| WHAT TO DO |
Convert every line of the listing below into a Markdown table with two columns, "No." and "Text": put the row number under "No." and the line under "Text". Leave out any blank lines.

| RECORD EXCERPTS |
= = =
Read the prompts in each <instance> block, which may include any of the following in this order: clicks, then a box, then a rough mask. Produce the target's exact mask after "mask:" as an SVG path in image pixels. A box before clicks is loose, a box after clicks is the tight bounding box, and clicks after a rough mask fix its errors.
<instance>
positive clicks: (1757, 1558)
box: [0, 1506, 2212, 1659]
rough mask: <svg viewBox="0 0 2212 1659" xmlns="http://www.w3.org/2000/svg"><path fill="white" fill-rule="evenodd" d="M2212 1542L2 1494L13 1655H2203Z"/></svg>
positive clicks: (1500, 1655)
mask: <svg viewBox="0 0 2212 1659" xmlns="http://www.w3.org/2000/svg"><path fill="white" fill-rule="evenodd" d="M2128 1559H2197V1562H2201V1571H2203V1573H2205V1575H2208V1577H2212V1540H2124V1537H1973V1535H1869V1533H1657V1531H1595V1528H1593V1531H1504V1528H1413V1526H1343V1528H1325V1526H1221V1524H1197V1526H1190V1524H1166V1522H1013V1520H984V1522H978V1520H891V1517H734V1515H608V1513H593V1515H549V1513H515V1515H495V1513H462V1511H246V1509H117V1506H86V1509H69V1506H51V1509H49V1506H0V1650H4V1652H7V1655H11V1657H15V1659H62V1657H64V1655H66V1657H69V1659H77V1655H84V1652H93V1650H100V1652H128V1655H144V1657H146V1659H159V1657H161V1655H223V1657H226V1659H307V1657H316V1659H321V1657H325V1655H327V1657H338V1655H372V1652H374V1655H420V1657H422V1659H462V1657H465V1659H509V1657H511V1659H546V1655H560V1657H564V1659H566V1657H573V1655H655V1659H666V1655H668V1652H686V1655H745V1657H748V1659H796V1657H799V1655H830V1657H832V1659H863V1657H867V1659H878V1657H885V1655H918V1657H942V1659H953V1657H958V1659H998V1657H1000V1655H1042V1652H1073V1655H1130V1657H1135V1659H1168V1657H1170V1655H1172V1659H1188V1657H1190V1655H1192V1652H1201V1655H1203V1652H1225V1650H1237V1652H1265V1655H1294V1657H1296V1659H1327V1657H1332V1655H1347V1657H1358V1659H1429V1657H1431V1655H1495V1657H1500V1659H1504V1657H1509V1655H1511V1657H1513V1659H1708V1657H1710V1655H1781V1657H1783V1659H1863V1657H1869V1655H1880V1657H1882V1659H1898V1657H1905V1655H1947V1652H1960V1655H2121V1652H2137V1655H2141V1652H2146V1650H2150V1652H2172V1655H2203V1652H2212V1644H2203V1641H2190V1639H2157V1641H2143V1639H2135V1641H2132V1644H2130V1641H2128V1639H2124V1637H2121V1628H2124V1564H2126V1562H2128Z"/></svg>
= = =
| RESPONSE BOX |
| No. | Text |
|---|---|
| 1 | Read the prompts in each <instance> block, which may include any of the following in this order: clicks, then a box, then a rough mask. Produce the target's exact mask after "mask:" as an SVG path in image pixels. A box before clicks is loose, a box after clicks is the tight bounding box, and clicks after a rough mask fix its errors. |
| 2 | <instance> |
| 3 | positive clicks: (1757, 1558) |
| 4 | box: [0, 1506, 2212, 1659] |
| 5 | rough mask: <svg viewBox="0 0 2212 1659" xmlns="http://www.w3.org/2000/svg"><path fill="white" fill-rule="evenodd" d="M2212 1542L2 1494L13 1655H2203Z"/></svg> |
| 6 | positive clicks: (1500, 1655) |
| 7 | mask: <svg viewBox="0 0 2212 1659" xmlns="http://www.w3.org/2000/svg"><path fill="white" fill-rule="evenodd" d="M2128 1559H2197V1562H2201V1571H2203V1573H2205V1575H2208V1577H2212V1540H2124V1537H1973V1535H1869V1533H1657V1531H1595V1528H1593V1531H1504V1528H1413V1526H1343V1528H1325V1526H1221V1524H1197V1526H1190V1524H1166V1522H1013V1520H984V1522H978V1520H891V1517H734V1515H608V1513H593V1515H549V1513H515V1515H495V1513H462V1511H246V1509H117V1506H86V1509H69V1506H51V1509H49V1506H0V1650H4V1652H7V1655H11V1657H15V1659H62V1657H64V1655H66V1657H69V1659H77V1655H84V1652H93V1650H100V1652H128V1655H144V1657H146V1659H159V1657H161V1655H223V1657H226V1659H307V1657H316V1659H321V1657H325V1655H327V1657H338V1655H372V1652H374V1655H420V1657H422V1659H462V1657H465V1659H509V1657H511V1659H546V1655H560V1657H564V1659H566V1657H573V1655H655V1659H666V1655H668V1652H686V1655H745V1657H748V1659H796V1657H799V1655H830V1657H832V1659H863V1657H867V1659H878V1657H885V1655H918V1657H942V1659H953V1657H958V1659H998V1657H1000V1655H1042V1652H1073V1655H1130V1657H1135V1659H1168V1657H1170V1655H1172V1659H1188V1657H1190V1655H1192V1652H1201V1655H1203V1652H1225V1650H1237V1652H1265V1655H1294V1657H1296V1659H1327V1657H1332V1655H1347V1657H1358V1659H1429V1657H1431V1655H1495V1657H1500V1659H1504V1657H1509V1655H1511V1657H1513V1659H1708V1657H1710V1655H1781V1657H1783V1659H1863V1657H1869V1655H1880V1657H1882V1659H1898V1657H1905V1655H1947V1652H1960V1655H2121V1652H2137V1655H2141V1652H2146V1650H2150V1652H2172V1655H2203V1652H2212V1644H2203V1641H2190V1639H2157V1641H2143V1639H2135V1641H2132V1644H2130V1641H2128V1639H2124V1637H2121V1628H2124V1564H2126V1562H2128Z"/></svg> |